** start of Dataset extract **

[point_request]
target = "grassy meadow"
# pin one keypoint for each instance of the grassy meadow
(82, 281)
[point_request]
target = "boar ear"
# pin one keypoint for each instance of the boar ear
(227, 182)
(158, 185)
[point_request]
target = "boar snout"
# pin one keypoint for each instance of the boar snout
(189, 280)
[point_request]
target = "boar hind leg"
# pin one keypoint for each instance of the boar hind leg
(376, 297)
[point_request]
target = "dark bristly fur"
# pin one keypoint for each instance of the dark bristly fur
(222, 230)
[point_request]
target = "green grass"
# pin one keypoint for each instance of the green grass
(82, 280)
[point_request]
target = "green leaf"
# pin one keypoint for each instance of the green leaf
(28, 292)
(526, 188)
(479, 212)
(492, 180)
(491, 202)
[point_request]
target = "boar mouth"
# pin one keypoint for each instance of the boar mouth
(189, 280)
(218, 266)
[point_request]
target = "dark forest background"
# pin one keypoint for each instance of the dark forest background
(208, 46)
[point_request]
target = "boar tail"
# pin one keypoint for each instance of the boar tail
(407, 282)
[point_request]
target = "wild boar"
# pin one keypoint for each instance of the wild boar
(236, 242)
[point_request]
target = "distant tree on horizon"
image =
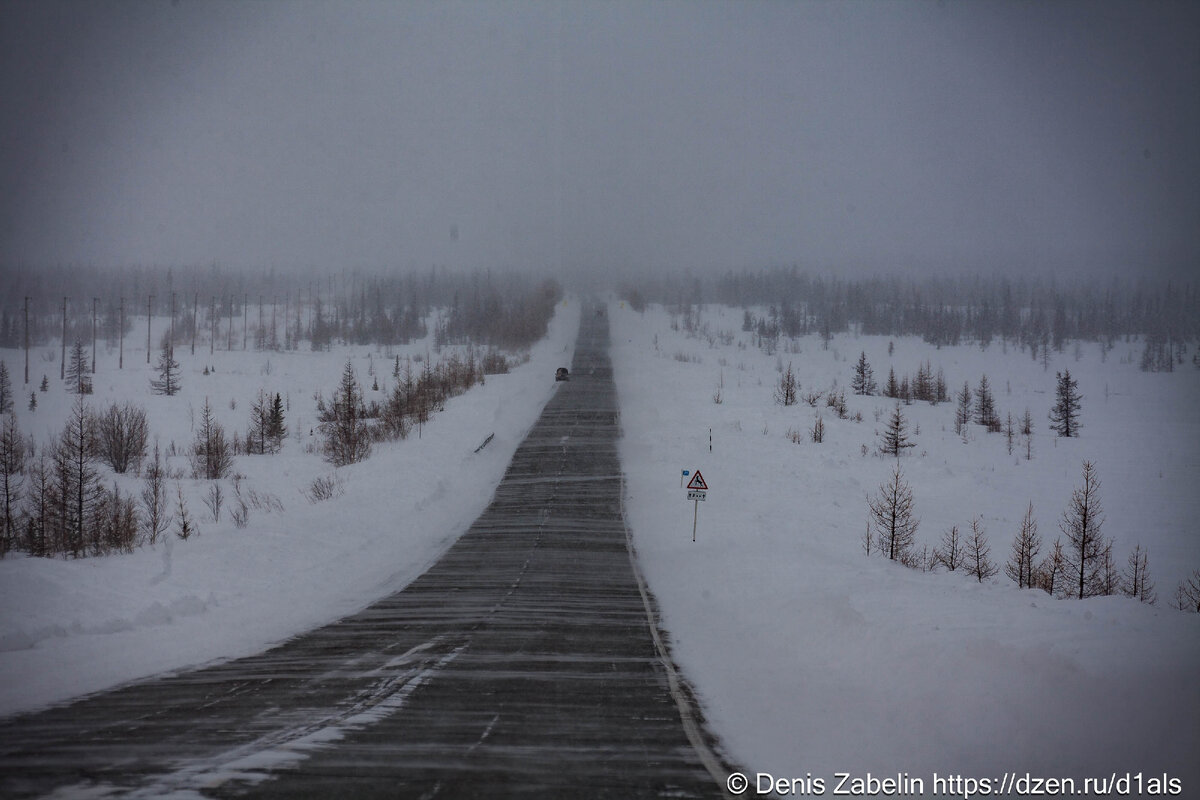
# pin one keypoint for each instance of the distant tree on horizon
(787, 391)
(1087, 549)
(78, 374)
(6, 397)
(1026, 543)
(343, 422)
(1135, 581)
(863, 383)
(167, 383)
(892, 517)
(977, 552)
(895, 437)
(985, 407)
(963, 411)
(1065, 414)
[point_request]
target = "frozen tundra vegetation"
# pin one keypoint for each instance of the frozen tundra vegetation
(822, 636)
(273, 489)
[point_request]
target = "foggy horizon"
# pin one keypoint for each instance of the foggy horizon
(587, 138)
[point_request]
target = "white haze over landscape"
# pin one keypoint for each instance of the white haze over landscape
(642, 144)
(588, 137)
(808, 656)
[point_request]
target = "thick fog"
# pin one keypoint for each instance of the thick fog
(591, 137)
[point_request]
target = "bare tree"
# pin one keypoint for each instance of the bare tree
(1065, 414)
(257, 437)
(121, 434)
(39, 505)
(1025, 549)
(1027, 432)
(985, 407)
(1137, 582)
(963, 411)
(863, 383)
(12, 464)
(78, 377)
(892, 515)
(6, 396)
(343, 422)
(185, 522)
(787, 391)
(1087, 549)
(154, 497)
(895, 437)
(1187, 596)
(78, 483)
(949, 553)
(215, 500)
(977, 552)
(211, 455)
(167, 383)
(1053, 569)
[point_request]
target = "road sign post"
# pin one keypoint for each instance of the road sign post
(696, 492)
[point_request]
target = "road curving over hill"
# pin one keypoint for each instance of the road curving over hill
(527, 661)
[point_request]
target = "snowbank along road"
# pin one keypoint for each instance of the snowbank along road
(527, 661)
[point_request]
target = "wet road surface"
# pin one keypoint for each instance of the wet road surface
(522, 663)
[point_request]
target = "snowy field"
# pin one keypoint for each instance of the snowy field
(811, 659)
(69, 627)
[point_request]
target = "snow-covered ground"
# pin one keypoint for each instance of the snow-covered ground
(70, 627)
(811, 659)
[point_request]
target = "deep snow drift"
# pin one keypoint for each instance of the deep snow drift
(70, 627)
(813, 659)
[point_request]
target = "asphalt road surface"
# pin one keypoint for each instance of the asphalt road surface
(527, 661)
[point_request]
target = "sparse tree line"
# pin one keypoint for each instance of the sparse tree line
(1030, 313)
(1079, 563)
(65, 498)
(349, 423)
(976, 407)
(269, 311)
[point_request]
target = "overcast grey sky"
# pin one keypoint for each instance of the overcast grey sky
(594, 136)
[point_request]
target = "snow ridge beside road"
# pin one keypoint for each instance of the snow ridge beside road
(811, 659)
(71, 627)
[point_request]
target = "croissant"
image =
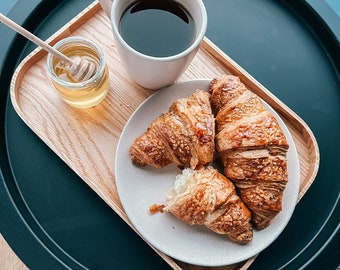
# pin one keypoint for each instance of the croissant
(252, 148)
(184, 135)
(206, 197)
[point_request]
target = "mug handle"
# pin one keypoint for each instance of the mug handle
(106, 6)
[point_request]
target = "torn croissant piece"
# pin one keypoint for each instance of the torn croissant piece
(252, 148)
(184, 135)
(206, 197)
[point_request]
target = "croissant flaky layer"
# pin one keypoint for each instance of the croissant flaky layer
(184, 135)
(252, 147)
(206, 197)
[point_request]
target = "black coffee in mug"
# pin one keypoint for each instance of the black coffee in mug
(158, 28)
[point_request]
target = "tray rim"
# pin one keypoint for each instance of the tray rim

** end of Dataset extract **
** start of Dataset extract **

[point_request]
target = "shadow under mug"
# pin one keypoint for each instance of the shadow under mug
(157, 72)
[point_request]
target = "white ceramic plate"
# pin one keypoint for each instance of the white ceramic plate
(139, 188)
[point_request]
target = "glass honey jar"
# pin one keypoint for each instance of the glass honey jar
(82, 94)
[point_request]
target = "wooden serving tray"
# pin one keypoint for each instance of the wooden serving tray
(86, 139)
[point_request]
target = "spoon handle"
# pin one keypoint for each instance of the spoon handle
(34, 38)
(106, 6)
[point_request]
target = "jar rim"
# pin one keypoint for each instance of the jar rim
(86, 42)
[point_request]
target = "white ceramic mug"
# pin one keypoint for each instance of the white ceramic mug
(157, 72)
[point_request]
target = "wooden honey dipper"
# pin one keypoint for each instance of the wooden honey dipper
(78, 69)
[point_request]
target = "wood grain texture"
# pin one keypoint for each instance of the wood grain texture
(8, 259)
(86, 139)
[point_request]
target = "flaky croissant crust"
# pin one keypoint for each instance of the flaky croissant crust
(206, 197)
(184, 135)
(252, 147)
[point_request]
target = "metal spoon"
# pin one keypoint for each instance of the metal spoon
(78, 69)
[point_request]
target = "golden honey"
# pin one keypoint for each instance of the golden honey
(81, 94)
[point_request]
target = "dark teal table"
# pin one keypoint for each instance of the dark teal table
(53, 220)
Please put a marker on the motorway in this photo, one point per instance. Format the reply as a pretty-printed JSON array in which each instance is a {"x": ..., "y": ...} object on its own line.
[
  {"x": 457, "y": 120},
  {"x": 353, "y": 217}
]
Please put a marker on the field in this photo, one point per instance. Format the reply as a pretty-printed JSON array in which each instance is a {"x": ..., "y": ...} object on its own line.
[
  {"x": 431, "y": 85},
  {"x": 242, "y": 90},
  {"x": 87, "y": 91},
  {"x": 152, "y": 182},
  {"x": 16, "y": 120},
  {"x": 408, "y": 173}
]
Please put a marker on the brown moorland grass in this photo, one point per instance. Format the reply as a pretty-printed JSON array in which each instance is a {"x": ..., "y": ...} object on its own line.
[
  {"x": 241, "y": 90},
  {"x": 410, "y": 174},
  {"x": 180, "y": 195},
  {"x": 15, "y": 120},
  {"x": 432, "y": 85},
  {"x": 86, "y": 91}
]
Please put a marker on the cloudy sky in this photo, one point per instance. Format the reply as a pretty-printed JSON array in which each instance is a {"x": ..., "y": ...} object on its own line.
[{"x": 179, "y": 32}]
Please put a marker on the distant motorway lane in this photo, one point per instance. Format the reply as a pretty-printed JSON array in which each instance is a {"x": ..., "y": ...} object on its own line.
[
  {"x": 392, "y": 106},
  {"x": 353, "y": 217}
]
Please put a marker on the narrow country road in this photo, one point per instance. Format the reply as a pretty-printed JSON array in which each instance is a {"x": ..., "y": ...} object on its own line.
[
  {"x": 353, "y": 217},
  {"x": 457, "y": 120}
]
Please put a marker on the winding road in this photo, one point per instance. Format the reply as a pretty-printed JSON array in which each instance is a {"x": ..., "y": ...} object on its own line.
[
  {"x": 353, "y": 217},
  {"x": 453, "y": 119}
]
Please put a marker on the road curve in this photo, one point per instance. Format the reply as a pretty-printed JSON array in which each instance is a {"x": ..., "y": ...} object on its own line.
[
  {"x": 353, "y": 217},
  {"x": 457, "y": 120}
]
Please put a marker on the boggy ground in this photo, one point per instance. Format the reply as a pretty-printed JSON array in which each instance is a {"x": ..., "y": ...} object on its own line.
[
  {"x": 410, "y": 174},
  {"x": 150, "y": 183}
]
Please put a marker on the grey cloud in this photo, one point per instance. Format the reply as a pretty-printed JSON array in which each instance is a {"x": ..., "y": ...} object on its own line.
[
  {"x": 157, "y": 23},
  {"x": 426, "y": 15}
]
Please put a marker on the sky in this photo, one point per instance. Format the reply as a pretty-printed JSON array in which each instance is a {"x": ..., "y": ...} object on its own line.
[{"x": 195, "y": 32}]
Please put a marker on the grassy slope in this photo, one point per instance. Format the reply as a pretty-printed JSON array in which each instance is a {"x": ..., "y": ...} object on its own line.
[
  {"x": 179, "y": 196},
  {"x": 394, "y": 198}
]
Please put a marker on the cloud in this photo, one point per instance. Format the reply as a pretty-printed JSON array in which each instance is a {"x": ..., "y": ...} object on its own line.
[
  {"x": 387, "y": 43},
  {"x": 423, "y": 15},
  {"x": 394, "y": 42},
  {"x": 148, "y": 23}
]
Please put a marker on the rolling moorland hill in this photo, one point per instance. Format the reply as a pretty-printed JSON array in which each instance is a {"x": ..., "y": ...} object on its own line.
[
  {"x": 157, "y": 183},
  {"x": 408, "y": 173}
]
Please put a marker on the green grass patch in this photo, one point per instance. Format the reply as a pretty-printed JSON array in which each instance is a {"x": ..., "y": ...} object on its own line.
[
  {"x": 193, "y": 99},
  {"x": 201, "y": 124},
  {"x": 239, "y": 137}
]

** end of Dataset extract **

What you should do: Report how many lines in the items above contain the string "wild", treating uppercase and lowercase as different. Give only the number.

Exercise answer: 2